--- Records for the exercise ---

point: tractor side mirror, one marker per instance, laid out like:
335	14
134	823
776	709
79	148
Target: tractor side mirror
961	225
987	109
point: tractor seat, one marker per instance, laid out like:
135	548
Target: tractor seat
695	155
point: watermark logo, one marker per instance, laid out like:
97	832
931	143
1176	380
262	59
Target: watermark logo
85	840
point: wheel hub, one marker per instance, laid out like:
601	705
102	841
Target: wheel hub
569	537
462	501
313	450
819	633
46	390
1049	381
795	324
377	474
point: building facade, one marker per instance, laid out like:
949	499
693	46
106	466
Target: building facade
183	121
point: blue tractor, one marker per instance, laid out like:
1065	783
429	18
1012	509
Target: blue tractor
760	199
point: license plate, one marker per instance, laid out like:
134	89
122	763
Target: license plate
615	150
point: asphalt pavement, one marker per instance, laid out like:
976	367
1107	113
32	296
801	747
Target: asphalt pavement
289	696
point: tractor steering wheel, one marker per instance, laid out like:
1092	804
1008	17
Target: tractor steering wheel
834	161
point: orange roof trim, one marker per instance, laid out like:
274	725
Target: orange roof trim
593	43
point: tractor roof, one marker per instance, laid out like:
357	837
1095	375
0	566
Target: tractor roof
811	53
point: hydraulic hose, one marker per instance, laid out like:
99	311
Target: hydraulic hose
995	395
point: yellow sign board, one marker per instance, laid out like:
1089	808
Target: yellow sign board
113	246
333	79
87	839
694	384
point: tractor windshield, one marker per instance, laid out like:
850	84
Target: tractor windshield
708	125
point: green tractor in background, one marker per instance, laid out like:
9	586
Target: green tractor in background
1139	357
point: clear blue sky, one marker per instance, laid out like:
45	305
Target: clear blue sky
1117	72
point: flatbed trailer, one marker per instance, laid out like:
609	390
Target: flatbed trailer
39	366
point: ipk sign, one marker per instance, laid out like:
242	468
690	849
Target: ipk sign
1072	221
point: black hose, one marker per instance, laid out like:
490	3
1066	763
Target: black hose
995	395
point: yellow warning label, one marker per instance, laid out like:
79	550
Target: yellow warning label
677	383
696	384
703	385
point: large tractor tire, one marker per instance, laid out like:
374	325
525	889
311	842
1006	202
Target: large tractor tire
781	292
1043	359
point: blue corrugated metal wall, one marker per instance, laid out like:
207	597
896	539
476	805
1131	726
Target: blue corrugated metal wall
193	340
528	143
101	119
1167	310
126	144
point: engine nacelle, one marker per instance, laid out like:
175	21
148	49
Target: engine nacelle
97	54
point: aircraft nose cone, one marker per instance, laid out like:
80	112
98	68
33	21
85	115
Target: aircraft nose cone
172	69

---

Instruction
Render the stretch of items from the line containing "point: clear blue" through the last line as a Markdown table, with a Row column holding a running number and a Line column holding each line's text. Leave out blank lines.

Task answer
| Row | Line |
|---|---|
| 1 | point: clear blue sky, one marker per instance, laid out like: |
| 2 | 45	305 |
| 3 | Target: clear blue sky |
| 4 | 1117	72 |
| 5 | point: flatbed trailer, one marker per instance, laid out like: |
| 6 | 609	390 |
| 7 | Target: flatbed trailer |
| 8 | 39	366 |
| 9 | point: ipk sign, one marker per instance, laid out like: |
| 10 | 242	468 |
| 11 | 690	849 |
| 12 | Target: ipk sign |
| 13 | 1072	221 |
| 14 | point: black hose, one marker per instance, laid out like: |
| 15 | 490	3 |
| 16 | 1066	763 |
| 17 | Target: black hose |
| 18 | 995	395 |
| 19 | point: yellow warning label, one marker per instance, laid out like: |
| 20 | 79	550 |
| 21 | Target: yellow warning label |
| 22 | 677	383 |
| 23 | 696	384 |
| 24 | 703	385 |
| 25 | point: large tractor tire, one marker per instance, laid out like: |
| 26 | 374	325 |
| 27 | 525	889 |
| 28 | 311	842 |
| 29 | 1006	202 |
| 30 | Target: large tractor tire |
| 31 | 781	292 |
| 32 | 1043	359 |
| 33 | point: blue corrugated metal wall, one marker per instance, laid out like: |
| 34 | 207	597 |
| 35 | 896	539 |
| 36 | 476	805 |
| 37 | 1131	726 |
| 38 | Target: blue corrugated metal wall |
| 39 | 193	340 |
| 40 | 528	143 |
| 41 | 101	119 |
| 42 | 1167	310 |
| 43 | 126	144 |
| 44 | point: engine nacelle, one marker per instance, laid out like: |
| 45 | 175	21 |
| 46 | 148	49 |
| 47 | Target: engine nacelle |
| 48 | 97	54 |
| 49 | point: aircraft nose cone, one marker per instance, laid out like: |
| 50 | 80	112 |
| 51 | 98	68 |
| 52 | 33	21 |
| 53 | 85	115 |
| 54 | Target: aircraft nose cone |
| 55 | 172	69 |